— Work to do —
Present these lines as a numbered list, skipping any blank lines. Leave the pictures out of your answer.

____ Record excerpts

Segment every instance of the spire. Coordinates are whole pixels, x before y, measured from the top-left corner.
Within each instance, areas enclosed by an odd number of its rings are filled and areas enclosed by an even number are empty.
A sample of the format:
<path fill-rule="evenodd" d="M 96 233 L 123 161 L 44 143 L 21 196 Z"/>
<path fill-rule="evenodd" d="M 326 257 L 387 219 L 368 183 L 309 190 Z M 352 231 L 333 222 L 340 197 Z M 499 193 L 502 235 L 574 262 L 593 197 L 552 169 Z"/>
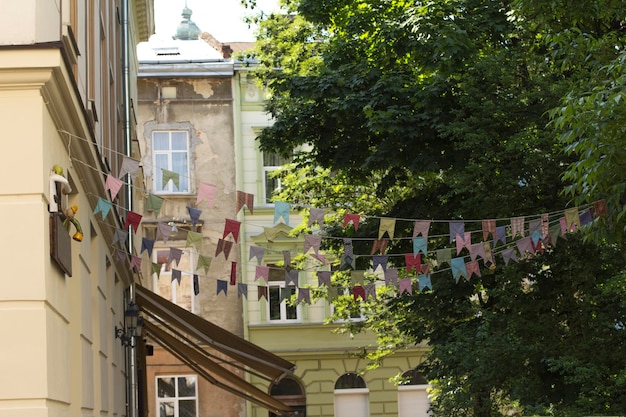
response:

________

— Written solution —
1. Segment every instance of the spire. Coordinates are whole pixels, x before y, measured from the top-left corner.
2. Within each instance, areas enclosed by an odd number of its rings are filled and areas enclosed by an even number are empty.
3. A sample of the format:
4. <path fill-rule="evenodd" d="M 96 233 L 123 161 L 44 143 L 21 196 Z"/>
5. <path fill-rule="evenodd" d="M 326 257 L 387 219 L 368 183 L 309 190 Z M 352 231 L 333 222 L 340 197 Z M 499 193 L 502 235 L 574 262 L 593 197 L 552 169 Z"/>
6. response:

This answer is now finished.